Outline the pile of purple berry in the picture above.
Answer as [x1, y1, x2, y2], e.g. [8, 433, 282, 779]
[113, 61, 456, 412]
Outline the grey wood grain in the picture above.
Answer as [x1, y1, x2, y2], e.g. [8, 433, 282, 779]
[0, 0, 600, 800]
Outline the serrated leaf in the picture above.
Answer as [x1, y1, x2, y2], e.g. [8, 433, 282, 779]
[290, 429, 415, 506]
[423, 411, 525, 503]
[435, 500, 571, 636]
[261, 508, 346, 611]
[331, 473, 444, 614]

· · ·

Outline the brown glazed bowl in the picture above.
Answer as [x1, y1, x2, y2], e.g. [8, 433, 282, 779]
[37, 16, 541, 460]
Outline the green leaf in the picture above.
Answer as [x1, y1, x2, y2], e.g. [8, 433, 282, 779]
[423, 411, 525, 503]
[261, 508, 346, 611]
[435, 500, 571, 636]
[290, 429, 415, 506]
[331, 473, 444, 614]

· · ·

Show every line of the records above that contains the string "leaf", matching case exactly, and copy each such line in full.

Written solution:
Outline the serrated leaf in the picture above.
Outline the green leaf in the picture above.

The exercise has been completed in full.